(Dataset records)
==========

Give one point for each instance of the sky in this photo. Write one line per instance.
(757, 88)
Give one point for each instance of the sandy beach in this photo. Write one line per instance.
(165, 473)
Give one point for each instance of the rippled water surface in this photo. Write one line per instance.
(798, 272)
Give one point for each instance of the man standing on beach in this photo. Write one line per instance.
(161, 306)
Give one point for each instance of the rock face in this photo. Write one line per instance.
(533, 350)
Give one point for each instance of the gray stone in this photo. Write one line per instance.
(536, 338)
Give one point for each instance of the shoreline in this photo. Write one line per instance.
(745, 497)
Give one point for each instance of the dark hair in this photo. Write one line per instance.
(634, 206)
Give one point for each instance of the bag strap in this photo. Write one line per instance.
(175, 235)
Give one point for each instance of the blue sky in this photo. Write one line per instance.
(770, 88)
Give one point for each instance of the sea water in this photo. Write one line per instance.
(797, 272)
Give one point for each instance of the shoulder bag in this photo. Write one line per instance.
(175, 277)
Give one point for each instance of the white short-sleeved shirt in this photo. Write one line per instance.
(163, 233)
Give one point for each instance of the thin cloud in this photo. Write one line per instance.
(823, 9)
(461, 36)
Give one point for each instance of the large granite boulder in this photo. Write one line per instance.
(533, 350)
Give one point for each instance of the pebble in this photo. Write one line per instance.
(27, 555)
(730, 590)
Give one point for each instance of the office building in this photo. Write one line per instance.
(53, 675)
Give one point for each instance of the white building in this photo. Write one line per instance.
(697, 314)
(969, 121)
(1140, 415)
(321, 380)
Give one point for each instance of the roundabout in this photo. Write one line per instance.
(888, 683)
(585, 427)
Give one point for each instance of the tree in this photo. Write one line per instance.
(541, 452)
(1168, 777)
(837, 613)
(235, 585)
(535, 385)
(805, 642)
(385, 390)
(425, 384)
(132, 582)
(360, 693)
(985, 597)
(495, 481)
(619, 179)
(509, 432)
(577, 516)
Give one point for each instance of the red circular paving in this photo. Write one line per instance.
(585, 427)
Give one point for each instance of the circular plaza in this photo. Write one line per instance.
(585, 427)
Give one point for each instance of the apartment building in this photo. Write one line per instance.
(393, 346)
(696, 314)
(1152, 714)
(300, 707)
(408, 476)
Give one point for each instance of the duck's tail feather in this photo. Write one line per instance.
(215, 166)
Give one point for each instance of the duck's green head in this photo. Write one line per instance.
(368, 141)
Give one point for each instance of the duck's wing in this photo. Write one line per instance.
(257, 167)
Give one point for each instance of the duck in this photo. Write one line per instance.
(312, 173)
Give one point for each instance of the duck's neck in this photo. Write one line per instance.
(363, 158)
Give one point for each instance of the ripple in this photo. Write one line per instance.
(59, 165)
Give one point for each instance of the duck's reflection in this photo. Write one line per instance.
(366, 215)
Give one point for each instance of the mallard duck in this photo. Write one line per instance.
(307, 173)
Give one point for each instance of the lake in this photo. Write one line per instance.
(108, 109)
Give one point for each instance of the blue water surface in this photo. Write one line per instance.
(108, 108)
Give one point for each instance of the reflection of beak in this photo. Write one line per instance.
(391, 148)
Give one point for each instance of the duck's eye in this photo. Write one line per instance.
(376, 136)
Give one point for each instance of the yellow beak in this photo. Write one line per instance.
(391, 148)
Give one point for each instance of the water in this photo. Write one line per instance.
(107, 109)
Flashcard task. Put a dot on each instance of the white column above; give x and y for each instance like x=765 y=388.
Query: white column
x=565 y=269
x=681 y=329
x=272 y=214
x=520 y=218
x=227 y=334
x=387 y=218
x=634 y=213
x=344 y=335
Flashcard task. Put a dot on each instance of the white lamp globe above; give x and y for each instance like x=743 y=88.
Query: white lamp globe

==========

• [Exercise description]:
From the data above, copy each line where the string "Flashcard" appears.

• [Result of this task]:
Flashcard task. Put a dot on each instance of the white column above; give x and y for each instance like x=765 y=388.
Flashcard task. Put a dot on each instance of the white lamp globe above; give x and y for each instance like x=743 y=88.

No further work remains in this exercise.